:: Document ::
La mission de l’Amour
- Par le père Dinh Anh Nhue Nguyen, o.f.m. Conv., secrétaire général de l'Union pontificale missionnaire

31ÈME DIMANCHE DU TEMPS ORDINAIRE (ANNÉE B)

Dt 6,2-6; Sal 17; Eb 7,23-28; Mc 12,28-34

La mission de l’Amour

Après le Mois missionnaire, nous avons aujourd’hui un passage dans lequel Jésus déclare solennellement que l’amour est le fondement de la vie avec Dieu. Ce principe d’amour se révèle également être la base de la mission que Jésus accomplit comme “envoyé de Dieu” et qu’il confiera ensuite à ses disciples. Nous sommes donc invités par la Parole de Dieu à approfondir cette dimension de l’amour dans notre vie de croyants, également avec l’aide de l’enseignement du Pape qui, avec la publication de la lettre encyclique Dilexit nos (Sur l’amour humain et divin du cœur de Jésus-Christ), nous a offert une occasion de réfléchir sur l’importance de l’amour.

  1. Dieu nous a aimés en premier

À la question « Quel est le premier de tous les commandements? », Jésus a répondu en mentionnant le célèbre texte du livre du Deutéronome (première lecture). C’est le texte fondamental de la tradition juive, lequel devient le Credo de tout juif qui le récite chaque jour dans sa prière du matin. Ce passage cité par Jésus comme réponse au premier commandement souligne le devoir de tout croyant d’aimer Dieu par-dessus toute chose, « de tout ton coeur, de toute ton âme, de tout ton esprit et de toute ta force ». Cependant, le texte commence par l’appel à écouter et à être reconnaissant envers Dieu : « Écoute, Israël ! Le Seigneur notre Dieu est le seul Seigneur. » C’est semblable à celui qui précède le Décalogue, la liste des Dix commandements de Dieu pour Israël : « Je suis le Seigneur, ton Dieu, qui t’ai fait sortir du pays d’Égypte, de la maison d’esclavage » (Dt 5 ,6). Avant même de demander au peuple d’observer ses préceptes et surtout son commandement de l’aimer, Dieu invite Israël à le reconnaître comme le seul Dieu et Seigneur qui les a sortis de l’esclavage de l’Egypte, les a sauvés pour et dans l’amour. (cf. Dt 7,7-8.9.11) Si le Seigneur s’est attaché à vous, s’il vous a choisis, ce n’est pas que vous soyez le plus nombreux de tous les peuples, car vous êtes le plus petit de tous. C’est par amour pour vous […]. Tu sauras donc que c’est le Seigneur, ton Dieu […]. Tu observeras les commandements en les mettant en pratique.
:::
Exercices
1. Quelle lettre encyclique du Pape l'homélie sur la mission de l'Amour mentionne-t-elle ?
2. Reproduisez fidèlement le passage de l'homélie sur la mission de l'Amour qui commence par les mots contenant « 31ÈME DIMANCHE DU » et se termine par « l’importance de l’amour. ».
:: Contenu des données ::
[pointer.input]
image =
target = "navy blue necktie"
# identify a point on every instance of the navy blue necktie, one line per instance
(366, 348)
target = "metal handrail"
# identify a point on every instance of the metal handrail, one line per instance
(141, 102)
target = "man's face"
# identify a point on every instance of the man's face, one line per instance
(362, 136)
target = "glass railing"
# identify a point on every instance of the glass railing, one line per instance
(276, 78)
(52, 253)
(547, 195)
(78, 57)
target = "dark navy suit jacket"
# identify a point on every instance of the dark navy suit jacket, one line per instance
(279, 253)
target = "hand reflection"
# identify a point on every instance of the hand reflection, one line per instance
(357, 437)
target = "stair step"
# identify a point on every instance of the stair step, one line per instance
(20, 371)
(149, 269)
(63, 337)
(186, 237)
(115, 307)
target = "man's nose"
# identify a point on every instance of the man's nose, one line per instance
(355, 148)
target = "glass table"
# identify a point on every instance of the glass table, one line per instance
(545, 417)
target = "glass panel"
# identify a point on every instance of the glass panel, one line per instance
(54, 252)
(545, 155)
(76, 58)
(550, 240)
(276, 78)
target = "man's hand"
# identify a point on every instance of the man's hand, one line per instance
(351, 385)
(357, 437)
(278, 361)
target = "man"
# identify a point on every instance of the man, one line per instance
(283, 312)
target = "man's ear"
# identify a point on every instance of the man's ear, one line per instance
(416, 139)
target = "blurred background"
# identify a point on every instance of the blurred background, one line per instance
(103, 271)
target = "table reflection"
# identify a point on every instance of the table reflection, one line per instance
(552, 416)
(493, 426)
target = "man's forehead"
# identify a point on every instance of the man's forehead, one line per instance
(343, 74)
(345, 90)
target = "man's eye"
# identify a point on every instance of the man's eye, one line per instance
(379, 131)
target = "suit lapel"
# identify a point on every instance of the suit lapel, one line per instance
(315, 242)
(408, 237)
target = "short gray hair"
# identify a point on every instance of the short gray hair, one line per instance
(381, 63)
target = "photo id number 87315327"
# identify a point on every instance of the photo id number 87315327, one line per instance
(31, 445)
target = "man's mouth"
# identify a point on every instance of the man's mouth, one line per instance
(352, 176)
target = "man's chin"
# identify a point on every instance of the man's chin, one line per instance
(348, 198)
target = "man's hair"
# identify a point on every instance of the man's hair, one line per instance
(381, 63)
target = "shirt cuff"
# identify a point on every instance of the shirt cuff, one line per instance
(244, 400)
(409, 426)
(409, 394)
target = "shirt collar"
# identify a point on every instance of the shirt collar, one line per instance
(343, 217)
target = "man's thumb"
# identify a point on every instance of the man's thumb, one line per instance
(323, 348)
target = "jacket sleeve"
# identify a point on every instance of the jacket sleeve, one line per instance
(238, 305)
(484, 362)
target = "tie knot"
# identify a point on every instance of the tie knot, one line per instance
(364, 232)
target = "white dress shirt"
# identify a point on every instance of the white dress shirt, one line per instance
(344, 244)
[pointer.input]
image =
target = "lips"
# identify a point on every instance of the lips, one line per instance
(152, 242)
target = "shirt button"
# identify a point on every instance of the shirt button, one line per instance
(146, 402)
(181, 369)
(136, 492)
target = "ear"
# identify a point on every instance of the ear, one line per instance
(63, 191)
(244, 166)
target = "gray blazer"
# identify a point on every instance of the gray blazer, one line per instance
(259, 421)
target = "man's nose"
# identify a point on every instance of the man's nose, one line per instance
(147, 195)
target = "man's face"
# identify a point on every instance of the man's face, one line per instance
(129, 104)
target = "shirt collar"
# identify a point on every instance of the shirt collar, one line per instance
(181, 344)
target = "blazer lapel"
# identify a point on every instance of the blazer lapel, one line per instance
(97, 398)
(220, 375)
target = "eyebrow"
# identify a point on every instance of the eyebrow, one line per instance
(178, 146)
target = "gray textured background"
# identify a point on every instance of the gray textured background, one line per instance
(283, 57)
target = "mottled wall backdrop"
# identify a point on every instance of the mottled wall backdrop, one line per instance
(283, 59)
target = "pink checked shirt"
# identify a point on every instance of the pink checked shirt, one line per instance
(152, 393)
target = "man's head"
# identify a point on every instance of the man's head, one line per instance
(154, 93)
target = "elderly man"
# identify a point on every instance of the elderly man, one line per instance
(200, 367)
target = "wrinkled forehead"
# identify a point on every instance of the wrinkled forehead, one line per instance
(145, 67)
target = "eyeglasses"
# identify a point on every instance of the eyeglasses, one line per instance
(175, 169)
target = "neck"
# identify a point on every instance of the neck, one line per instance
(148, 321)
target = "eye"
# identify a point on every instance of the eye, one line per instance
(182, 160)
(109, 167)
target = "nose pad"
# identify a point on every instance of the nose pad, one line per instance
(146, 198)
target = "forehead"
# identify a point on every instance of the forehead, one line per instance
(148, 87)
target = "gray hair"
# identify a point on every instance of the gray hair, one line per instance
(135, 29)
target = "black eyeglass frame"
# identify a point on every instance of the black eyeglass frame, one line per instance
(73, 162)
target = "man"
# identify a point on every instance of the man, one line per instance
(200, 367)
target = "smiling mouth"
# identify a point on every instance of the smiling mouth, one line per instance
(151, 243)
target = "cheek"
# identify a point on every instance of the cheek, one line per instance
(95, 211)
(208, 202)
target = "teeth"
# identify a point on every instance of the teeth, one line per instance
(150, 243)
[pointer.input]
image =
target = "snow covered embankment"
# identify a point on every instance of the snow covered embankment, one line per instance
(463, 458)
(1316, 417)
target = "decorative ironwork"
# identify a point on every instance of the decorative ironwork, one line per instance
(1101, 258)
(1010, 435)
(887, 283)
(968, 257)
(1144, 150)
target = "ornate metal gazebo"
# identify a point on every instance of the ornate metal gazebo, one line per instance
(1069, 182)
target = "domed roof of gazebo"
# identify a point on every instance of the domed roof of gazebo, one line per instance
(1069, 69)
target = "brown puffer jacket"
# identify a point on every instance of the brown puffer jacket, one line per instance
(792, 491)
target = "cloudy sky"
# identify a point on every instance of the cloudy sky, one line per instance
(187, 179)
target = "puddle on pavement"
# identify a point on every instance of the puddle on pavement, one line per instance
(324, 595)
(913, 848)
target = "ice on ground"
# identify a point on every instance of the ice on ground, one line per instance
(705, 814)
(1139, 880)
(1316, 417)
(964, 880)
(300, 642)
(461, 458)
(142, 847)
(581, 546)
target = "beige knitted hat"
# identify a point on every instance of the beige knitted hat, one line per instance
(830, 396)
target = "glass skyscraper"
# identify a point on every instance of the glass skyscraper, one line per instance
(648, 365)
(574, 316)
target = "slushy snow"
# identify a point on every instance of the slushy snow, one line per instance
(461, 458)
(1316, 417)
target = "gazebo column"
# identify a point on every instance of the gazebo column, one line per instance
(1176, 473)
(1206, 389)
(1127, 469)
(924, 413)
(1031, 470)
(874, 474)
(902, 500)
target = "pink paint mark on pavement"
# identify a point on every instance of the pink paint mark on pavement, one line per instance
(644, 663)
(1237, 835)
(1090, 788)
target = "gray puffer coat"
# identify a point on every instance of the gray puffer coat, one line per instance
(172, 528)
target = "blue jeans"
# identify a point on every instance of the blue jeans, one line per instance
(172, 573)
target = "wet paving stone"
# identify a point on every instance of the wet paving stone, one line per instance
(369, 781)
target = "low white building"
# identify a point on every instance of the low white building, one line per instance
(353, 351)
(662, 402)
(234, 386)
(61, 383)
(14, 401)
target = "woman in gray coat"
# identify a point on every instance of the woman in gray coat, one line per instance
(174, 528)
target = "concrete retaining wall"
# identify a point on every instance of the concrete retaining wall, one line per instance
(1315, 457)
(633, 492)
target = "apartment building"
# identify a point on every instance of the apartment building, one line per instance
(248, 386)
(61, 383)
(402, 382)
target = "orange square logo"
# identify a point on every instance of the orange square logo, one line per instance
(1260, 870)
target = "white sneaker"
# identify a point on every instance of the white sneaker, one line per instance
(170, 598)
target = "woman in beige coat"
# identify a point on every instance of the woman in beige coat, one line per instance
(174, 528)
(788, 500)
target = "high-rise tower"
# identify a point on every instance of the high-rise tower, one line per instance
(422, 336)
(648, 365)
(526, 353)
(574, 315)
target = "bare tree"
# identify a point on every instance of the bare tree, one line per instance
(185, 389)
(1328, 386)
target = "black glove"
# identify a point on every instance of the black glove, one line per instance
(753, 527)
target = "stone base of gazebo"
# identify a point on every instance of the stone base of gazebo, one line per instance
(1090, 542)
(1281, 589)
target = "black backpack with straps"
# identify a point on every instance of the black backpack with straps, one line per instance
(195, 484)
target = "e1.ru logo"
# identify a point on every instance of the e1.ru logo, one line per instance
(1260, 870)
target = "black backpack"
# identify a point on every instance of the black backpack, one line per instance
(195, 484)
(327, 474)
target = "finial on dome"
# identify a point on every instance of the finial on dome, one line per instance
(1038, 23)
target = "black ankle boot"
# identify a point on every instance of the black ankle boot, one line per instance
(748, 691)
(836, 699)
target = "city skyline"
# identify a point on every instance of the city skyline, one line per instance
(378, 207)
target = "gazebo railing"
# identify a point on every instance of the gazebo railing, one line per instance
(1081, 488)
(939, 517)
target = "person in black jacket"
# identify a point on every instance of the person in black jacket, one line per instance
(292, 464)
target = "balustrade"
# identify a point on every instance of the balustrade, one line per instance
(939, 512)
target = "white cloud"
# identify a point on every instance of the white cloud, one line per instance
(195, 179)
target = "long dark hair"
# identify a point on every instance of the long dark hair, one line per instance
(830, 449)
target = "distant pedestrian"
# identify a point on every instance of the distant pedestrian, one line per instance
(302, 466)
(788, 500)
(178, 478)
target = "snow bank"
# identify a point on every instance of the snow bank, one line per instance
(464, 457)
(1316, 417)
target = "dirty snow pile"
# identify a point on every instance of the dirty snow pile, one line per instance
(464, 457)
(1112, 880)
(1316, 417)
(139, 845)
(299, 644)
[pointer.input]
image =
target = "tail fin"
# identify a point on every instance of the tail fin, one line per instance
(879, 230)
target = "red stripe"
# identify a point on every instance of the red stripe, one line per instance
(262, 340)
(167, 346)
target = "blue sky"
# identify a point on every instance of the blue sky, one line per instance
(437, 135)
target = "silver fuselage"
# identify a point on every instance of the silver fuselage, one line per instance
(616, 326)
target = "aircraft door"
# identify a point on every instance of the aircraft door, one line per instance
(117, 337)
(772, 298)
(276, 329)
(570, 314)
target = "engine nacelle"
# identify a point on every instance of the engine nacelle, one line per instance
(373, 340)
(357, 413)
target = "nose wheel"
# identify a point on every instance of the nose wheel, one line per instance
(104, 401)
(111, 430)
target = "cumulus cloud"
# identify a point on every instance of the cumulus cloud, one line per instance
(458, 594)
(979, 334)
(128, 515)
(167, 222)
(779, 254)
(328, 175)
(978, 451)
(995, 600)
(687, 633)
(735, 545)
:::
Réponses
1. La lettre encyclique Dilexit nos (Sur l'amour humain et divin du cœur de Jésus-Christ).

2.
31ÈME DIMANCHE DU TEMPS ORDINAIRE (ANNÉE B)

Dt 6,2-6; Sal 17; Eb 7,23-28; Mc 12,28-34

La mission de l’Amour

Après le Mois missionnaire, nous avons aujourd’hui un passage dans lequel Jésus déclare solennellement que l’amour est le fondement de la vie avec Dieu. Ce principe d’amour se révèle également être la base de la mission que Jésus accomplit comme “envoyé de Dieu” et qu’il confiera ensuite à ses disciples. Nous sommes donc invités par la Parole de Dieu à approfondir cette dimension de l’amour dans notre vie de croyants, également avec l’aide de l’enseignement du Pape qui, avec la publication de la lettre encyclique Dilexit nos (Sur l’amour humain et divin du cœur de Jésus-Christ), nous a offert une occasion de réfléchir sur l’importance de l’amour.